Retype the data below line for line, with no changes.

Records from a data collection
★ ★ ★ ★

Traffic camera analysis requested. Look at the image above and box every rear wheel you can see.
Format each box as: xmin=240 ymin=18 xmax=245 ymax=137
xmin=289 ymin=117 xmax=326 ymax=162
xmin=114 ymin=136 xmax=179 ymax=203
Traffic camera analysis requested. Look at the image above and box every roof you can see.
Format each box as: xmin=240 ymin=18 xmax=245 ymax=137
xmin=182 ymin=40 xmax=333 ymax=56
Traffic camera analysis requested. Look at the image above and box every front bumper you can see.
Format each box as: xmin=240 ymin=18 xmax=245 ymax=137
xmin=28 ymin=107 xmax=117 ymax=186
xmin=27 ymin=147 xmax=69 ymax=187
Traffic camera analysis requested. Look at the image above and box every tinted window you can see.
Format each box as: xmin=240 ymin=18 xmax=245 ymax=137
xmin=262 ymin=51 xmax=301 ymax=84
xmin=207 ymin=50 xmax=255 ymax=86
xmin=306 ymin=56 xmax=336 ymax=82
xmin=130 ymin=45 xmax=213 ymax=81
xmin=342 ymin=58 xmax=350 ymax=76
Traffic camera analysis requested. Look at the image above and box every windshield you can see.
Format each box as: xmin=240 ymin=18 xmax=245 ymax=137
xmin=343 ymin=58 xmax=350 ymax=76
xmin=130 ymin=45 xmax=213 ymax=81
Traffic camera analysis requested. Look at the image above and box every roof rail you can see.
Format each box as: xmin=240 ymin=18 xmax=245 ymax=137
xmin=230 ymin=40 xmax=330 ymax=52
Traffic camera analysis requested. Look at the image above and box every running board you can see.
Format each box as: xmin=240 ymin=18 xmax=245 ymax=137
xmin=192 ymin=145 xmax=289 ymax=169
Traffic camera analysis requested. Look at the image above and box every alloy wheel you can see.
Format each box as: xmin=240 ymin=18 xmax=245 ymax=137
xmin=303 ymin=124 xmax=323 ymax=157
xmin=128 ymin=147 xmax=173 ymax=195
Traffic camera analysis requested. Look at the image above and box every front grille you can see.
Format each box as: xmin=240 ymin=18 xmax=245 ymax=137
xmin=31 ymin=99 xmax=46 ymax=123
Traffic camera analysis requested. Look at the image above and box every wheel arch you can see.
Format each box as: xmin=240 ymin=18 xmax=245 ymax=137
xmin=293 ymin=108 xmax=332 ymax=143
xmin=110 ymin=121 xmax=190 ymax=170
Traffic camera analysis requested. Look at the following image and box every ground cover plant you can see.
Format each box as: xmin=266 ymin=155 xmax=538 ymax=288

★ ★ ★ ★

[Exercise answer]
Traffic camera analysis requested. Look at the image above and box every rear wheel you can see.
Format each box as: xmin=240 ymin=18 xmax=245 ymax=137
xmin=289 ymin=117 xmax=326 ymax=162
xmin=114 ymin=136 xmax=179 ymax=203
Traffic camera analysis requested. Look at the image above and box every roof you can see.
Format each box as: xmin=240 ymin=18 xmax=245 ymax=137
xmin=182 ymin=40 xmax=333 ymax=56
Traffic camera analysis requested. Look at the image above and box every front bumper you can see.
Format each box as: xmin=240 ymin=18 xmax=245 ymax=137
xmin=28 ymin=107 xmax=117 ymax=186
xmin=27 ymin=147 xmax=69 ymax=187
Traffic camera analysis requested. Look at the image above and box every tinted window you can see.
Format each box as: xmin=240 ymin=18 xmax=245 ymax=137
xmin=262 ymin=51 xmax=301 ymax=84
xmin=207 ymin=50 xmax=255 ymax=86
xmin=306 ymin=56 xmax=336 ymax=82
xmin=130 ymin=45 xmax=213 ymax=81
xmin=342 ymin=58 xmax=350 ymax=76
Traffic camera analysis requested. Look at the image above and box every windshield you can see.
Format each box as: xmin=240 ymin=18 xmax=245 ymax=137
xmin=343 ymin=58 xmax=350 ymax=76
xmin=130 ymin=45 xmax=213 ymax=81
Traffic camera analysis requested. Look at the image above and box every roof rail you can see.
Format each box as: xmin=240 ymin=18 xmax=245 ymax=137
xmin=230 ymin=40 xmax=330 ymax=52
Traffic camera analysis requested. Look at the image above and box every running board you can see.
Format each box as: xmin=240 ymin=18 xmax=245 ymax=137
xmin=192 ymin=145 xmax=289 ymax=169
Traffic camera analysis requested. Look at the image above and box every alloy wheel you can see.
Format each box as: xmin=240 ymin=18 xmax=245 ymax=137
xmin=303 ymin=124 xmax=323 ymax=157
xmin=128 ymin=147 xmax=173 ymax=195
Traffic camera analysis requested. Look at the image above and box every front grille you can see.
Format each box as: xmin=240 ymin=18 xmax=245 ymax=137
xmin=31 ymin=99 xmax=46 ymax=123
Traffic camera analysis requested. Look at the image above and box every wheel arch you can see.
Format each box as: xmin=240 ymin=18 xmax=245 ymax=137
xmin=293 ymin=108 xmax=332 ymax=143
xmin=110 ymin=121 xmax=190 ymax=170
Traffic camera analysis requested. Look at the following image and box every ground cover plant you can see.
Format each box as: xmin=266 ymin=155 xmax=538 ymax=288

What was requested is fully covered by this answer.